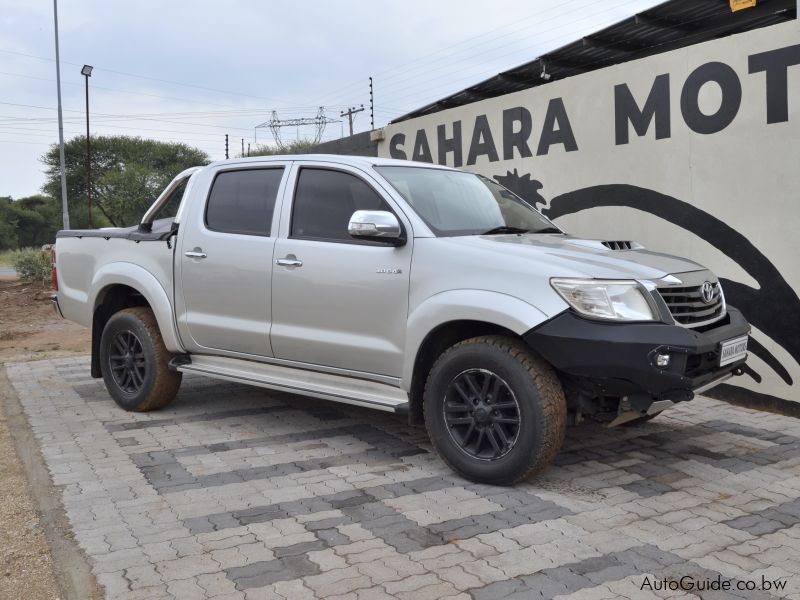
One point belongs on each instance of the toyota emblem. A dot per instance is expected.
(707, 292)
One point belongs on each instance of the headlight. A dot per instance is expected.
(606, 299)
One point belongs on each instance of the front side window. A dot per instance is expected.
(243, 201)
(324, 202)
(459, 203)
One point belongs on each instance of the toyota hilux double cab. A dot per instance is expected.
(400, 286)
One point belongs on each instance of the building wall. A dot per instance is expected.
(714, 175)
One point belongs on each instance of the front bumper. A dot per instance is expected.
(617, 359)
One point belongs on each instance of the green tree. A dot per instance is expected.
(31, 221)
(128, 173)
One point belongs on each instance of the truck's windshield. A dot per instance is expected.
(457, 203)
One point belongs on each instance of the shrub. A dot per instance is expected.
(33, 265)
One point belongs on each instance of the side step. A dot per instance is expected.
(338, 388)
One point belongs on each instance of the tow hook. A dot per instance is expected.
(629, 412)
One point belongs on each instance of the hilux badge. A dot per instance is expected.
(707, 292)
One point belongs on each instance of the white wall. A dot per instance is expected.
(744, 178)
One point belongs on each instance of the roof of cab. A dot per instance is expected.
(363, 162)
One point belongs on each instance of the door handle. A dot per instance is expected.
(289, 261)
(196, 253)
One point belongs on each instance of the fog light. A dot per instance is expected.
(662, 360)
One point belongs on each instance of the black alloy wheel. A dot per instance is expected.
(127, 362)
(135, 362)
(482, 414)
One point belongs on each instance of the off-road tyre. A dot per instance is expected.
(535, 388)
(149, 383)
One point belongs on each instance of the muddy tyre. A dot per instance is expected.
(134, 361)
(494, 410)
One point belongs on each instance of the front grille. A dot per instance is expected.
(687, 306)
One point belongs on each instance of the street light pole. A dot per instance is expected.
(64, 205)
(86, 71)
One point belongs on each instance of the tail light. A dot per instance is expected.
(55, 270)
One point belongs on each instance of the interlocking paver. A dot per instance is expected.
(267, 495)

■ ■ ■

■ **TASK**
Copy the listing word for word, excluding its pictures.

■ **COMPLETE RESPONSE**
One point belongs on each instance of the toyota emblem. A dot per instance is expected.
(707, 292)
One point belongs on each instance of the headlight. A dot per instance is expected.
(606, 299)
One point belongs on each instance of the front side window. A dot per instance is expected.
(243, 201)
(324, 202)
(459, 203)
One point belongs on each instance of the toyota hilux double cab. A dot per instance is expected.
(400, 286)
One point belongs on each instance of the building wall. A dot per instance is expected.
(714, 175)
One point belongs on each instance of the front bumper. A dot per instance is expected.
(617, 359)
One point belongs on each instance of the green tree. A dot per instance is expected.
(31, 221)
(128, 173)
One point belongs on each instance of the truck's windshield. A dot per instance is expected.
(457, 203)
One point belongs on each instance of the shrub. A dot per instance is expected.
(33, 265)
One point belongs on each instance of the side step. A dot per instance is expected.
(338, 388)
One point belongs on each instance of the tow hook. A dot per instance is expected.
(629, 412)
One point belongs on each instance of the hilux badge. A dot per instance is expected.
(707, 292)
One point belongs on each instance of the white wall. A dot per instance is expected.
(744, 178)
One point belongs on each instance of the roof of cab. A dot per instance is expected.
(363, 162)
One point belongs on each instance of the door handle. A dot per instance is expected.
(289, 261)
(196, 253)
One point belongs on each instance of the fog light. A dot per instance is expected.
(662, 360)
One point belongs on each instance of the black alloy wheel. A dot per instance is expected.
(127, 362)
(135, 362)
(482, 414)
One point belongs on each instance of the off-road tyre. A dot per instance is expected.
(535, 388)
(149, 383)
One point belongs on each instance of the muddy tyre. A dot per instance is expected.
(134, 361)
(494, 410)
One point belongs on each instance of the front grille. A dot per instance is expected.
(687, 306)
One point belongs on each instance of the street light pole. A dot per instance is expected.
(64, 205)
(86, 71)
One point belongs on each instance of the tail light. A dot per instance is expected.
(55, 270)
One point belongs on each instance of the interlocking paver. A dot per instance is expected.
(267, 495)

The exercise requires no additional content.